PRIX WEPLER - FONDATION LA POSTE 2010

la selection

  • Jacques Abeille, Les Jardins Statuaires, Éditions Attila

  • Pierre Alferi, Après vous, Éditions P.O.L

  • Lutz Bassmann, Les aigles puent, Éditions Verdier

  • Thierry Beinstingel, Retour aux mots sauvages, Éditions Fayard

  • Claro, CosmoZ, Éditions Actes Sud

  • Christian Estèbe, Des nuits rêvées pour le train fantôme, Éditions Finitude

  • Éric Faye, Nagasaki, Éditions Stock

  • Jérôme Ferrari, Où j’ai laissé mon âme, Éditions Actes Sud

  • Alain Fleischer, Imitation, Éditions Actes Sud

  • Thomas Heams-Ogus, Cent seize chinois et quelques, Éditions du Seuil

  • Linda Lê, Cronos, Éditions Christian Bourgois

  • Yves Ravey, Enlèvement avec rançon, Éditions de Minuit

le jury

  • Bernadette Baudouin, lectrice (détenue au Centre pénitentiaire de Rennes)

  • Dominique Boutel, journaliste (France Musique)

  • Viktor Cohen, lecteur

  • Jonathan Cordier, lecteur

  • Jérôme Goude, critique littéraire (Matricule des Anges)

  • Caroline Loustalot, libraire (Librairie des Abbesses)

  • Cécilia Mazur, lectrice

  • Annelise Ouvrard Pascaud, lectrice et auteure

  • Frédérique Vannier, lectrice (La Poste)

  • Nicolas Vivès, libraire (Ombres Blanches)

  • Marie-Rose Guarniéri, fondatrice du Prix Wepler-Fondation La Poste

  • Élisabeth Sanchez, secrétaire générale du Prix Wepler-Fondation La Poste

LE LAURÉAT

Linda Lê - Cronos, Éditions Christian Bourgois

LA MENTION SPÉCIALE

Jacques Abeille - Les Jardins Statuaires, Éditions Attila

Les Discours

Marie-Rose Guarnieri

Ne perdons plus de temps à contester par des discours nos institutions littéraires.
Posons ce soir un acte : oser récompenser deux auteurs de plus que celui que l’on voudrait nous imposer comme l’unique grand auteur français, un auteur fétiche, emblématique de notre époque , tellement identifiable sur la carte de notre territoire et ce dès le mois de juin….Pourquoi publier 700 roman pour ne parler que d’un ? Cessons le simulacre d’une course aux prix et d’une surprise jouée d’avance. Fuyons le doigt qui aujourd’hui décrète, assigne, désigne la littérature, regardons en dehors, ailleurs.
Ce soir, ce ne sera pas un livre, POINT mais deux livres de plus, VIRGULE.

Ne discutons plus, agissons, donnons 10000 et 3000 euros à deux auteurs pour qu’ils continuent d’écrire grâce à la Fondation de la Poste.

Ne discutons plus, agissons, enivrons-nous grâce à Michel Bessière, son équipe et la magnifique et généreuse brasserie WEPLER.

Enivrons-nous d’astres littéraires plus lointains, plus rares, entendons la bruyante solitude d’auteurs, endurants, exigeants, ardents, enivrons-nous car ils sont bien le printemps de cet automne.

Enivrons-nous car ce Prix n’est pas une consolation, il n’y en a pas, continuons, c’est TOUT.

DONNÉES ENREGISTRÉES:
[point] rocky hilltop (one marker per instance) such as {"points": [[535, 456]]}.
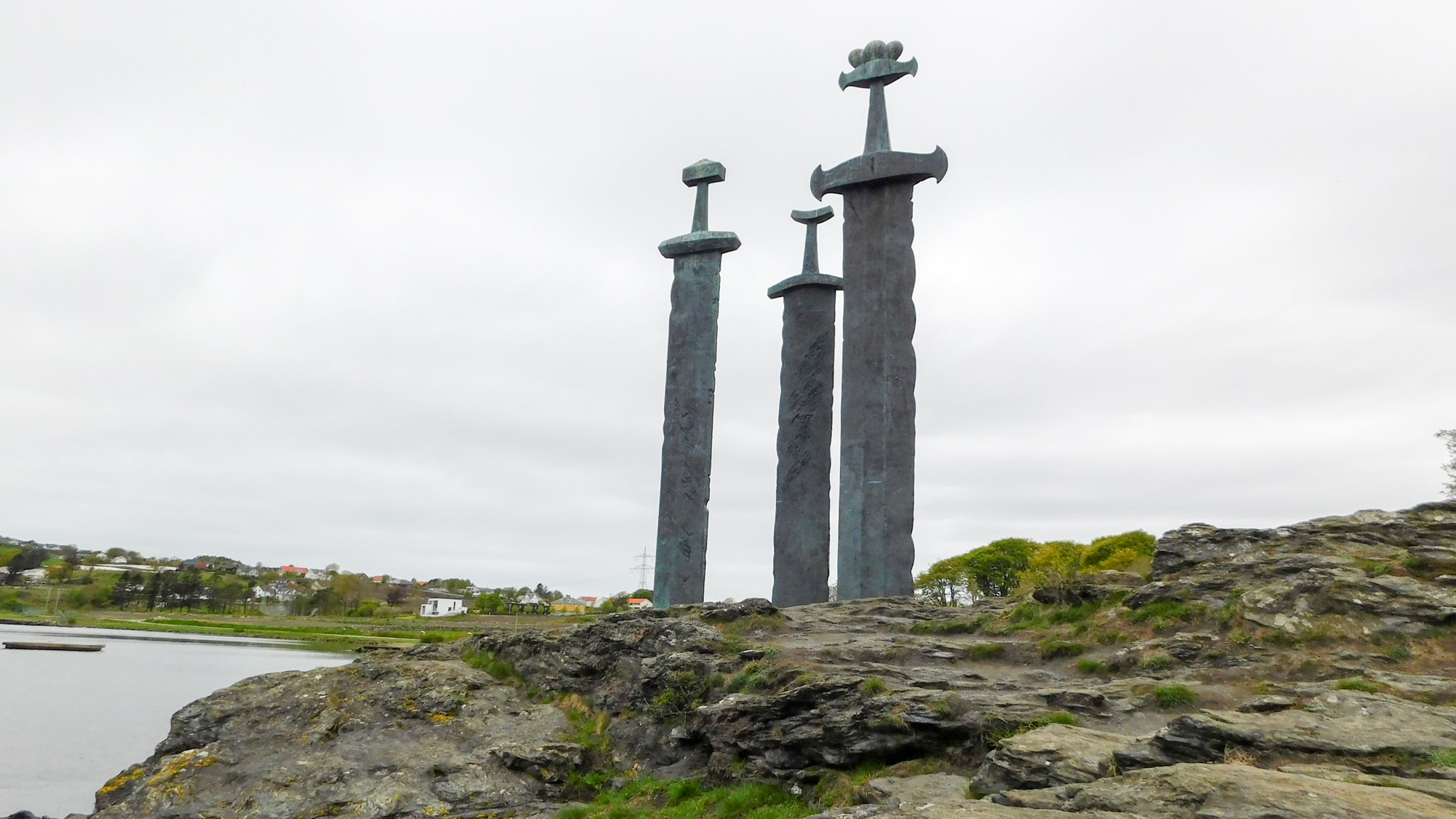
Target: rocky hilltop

CE QU'IL FAUT FAIRE:
• A. Répondez à ces questions sur le texte du Prix Wepler :
(i) Quel auteur a reçu le prix, et pour quel livre ?
(ii) Quel livre a obtenu la mention spéciale ?
(iii) Quelles sommes le discours dit-il donner aux deux auteurs ?
• B. Recopiez le passage du texte du Prix Wepler qui part des mots « Enivrons-nous d’astres littéraires » et s'arrête juste après « continuons, c’est TOUT. ».

CORRIGÉ COMPLET:
• A.
(i) Linda Lê, pour Cronos (Éditions Christian Bourgois).
(ii) Les Jardins Statuaires, de Jacques Abeille (Éditions Attila).
(iii) 10000 et 3000 euros.

• B.
Enivrons-nous d’astres littéraires plus lointains, plus rares, entendons la bruyante solitude d’auteurs, endurants, exigeants, ardents, enivrons-nous car ils sont bien le printemps de cet automne.

Enivrons-nous car ce Prix n’est pas une consolation, il n’y en a pas, continuons, c’est TOUT.